**TASK PROMPT**
Copy each line of the records below that mentions the word "form".

**DATA EXTRACTS**
▼
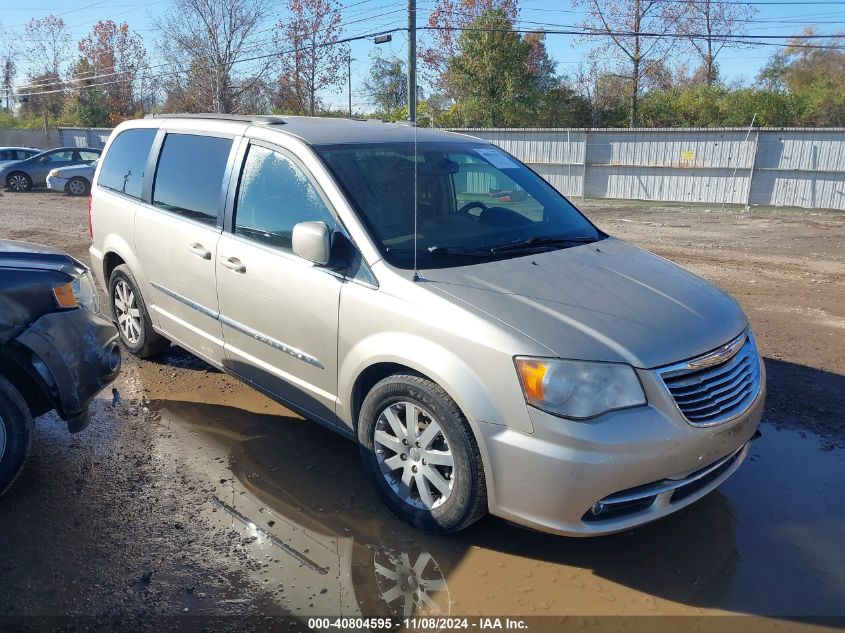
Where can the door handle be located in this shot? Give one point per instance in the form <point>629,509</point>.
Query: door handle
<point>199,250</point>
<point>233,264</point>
▲
▼
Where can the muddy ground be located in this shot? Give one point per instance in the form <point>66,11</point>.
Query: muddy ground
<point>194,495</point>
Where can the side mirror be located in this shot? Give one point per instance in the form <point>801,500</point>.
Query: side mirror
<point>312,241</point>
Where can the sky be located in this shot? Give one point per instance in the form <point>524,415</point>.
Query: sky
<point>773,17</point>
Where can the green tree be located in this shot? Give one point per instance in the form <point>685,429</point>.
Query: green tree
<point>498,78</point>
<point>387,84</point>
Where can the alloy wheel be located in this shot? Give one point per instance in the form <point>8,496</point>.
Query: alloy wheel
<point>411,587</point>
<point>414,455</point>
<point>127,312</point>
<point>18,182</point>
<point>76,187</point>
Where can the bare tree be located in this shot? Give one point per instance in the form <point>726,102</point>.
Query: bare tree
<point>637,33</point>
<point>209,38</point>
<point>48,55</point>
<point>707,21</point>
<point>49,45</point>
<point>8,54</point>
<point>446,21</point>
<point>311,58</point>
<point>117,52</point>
▲
**RESPONSE AREA**
Where can the door handle be located in this shot? Give one point per instance in the form <point>629,509</point>.
Where can the muddy ground be located in this shot? Give one point per instance in the form <point>66,11</point>.
Where can the side mirror be located in this shot? Give one point per instance in the form <point>801,500</point>.
Where can the sky be located in this shot? Give one point per instance in the form <point>524,415</point>.
Where can the green tree be located in this shot? Give one point per instance in the form <point>685,429</point>.
Where can the alloy wheel be located in this shot? Give one point per instance in the form <point>8,496</point>.
Where can the bare tree be located in this shot? Give one point per instance in the form <point>726,102</point>.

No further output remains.